TASK DATA:
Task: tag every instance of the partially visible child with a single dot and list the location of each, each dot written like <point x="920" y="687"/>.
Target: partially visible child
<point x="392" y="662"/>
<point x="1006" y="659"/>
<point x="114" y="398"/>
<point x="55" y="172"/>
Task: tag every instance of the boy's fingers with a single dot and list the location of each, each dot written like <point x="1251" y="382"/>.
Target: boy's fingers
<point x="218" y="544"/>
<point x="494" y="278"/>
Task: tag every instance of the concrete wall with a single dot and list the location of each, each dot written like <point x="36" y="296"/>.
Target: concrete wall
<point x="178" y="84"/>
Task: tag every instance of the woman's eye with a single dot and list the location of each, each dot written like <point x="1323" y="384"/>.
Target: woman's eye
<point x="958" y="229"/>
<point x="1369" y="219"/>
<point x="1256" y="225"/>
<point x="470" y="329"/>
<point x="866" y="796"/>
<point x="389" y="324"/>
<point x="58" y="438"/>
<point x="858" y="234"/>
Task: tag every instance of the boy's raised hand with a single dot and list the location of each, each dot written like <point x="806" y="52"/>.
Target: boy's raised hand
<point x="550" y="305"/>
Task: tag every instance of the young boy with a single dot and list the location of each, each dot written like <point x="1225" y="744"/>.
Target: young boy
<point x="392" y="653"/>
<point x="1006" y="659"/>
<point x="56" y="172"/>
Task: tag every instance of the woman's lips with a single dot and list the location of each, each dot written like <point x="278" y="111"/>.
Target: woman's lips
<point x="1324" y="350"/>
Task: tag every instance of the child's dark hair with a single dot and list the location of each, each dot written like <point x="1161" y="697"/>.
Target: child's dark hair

REQUIRED WORK:
Copy each line of the data above without altering a single character.

WORKED ANSWER:
Task: tag every instance of the partially visible child with a single dot and list the location of each, each dot written like <point x="920" y="687"/>.
Target: partially visible child
<point x="392" y="662"/>
<point x="1006" y="659"/>
<point x="114" y="398"/>
<point x="55" y="172"/>
Task: tag every instance of the boy's fingers with a single dot and list the location of each, each dot written like <point x="1251" y="382"/>.
Target: boy's fingers
<point x="218" y="544"/>
<point x="494" y="278"/>
Task: tag every instance of the concrete wall with a single dot and list the location of each, each dot written like <point x="36" y="296"/>.
Target: concrete wall
<point x="178" y="84"/>
Task: tag every instance of the woman's eye with a single dot and list the location of each, each dot written like <point x="1323" y="384"/>.
Target: woman's eye
<point x="958" y="229"/>
<point x="1369" y="219"/>
<point x="1256" y="225"/>
<point x="470" y="329"/>
<point x="866" y="796"/>
<point x="389" y="324"/>
<point x="58" y="438"/>
<point x="858" y="234"/>
Task: tag every instance of the boy's raised hand with a single dot and list the location of each, each dot written like <point x="806" y="52"/>.
Target: boy's raised hand
<point x="550" y="305"/>
Task: tag every instance of the young boy with a single dot and list the location of each, each dot written like <point x="1225" y="744"/>.
Target: young boy
<point x="392" y="653"/>
<point x="1006" y="659"/>
<point x="56" y="172"/>
Task: tag every instance of the woman's lips with a single dot and list the location of each, each dot written like <point x="278" y="111"/>.
Target: woman's lips
<point x="1324" y="350"/>
Task: tag every instance of the child's dark hair with a single dot and list the location of each, each dot written like <point x="1161" y="697"/>.
Target: child's dark hair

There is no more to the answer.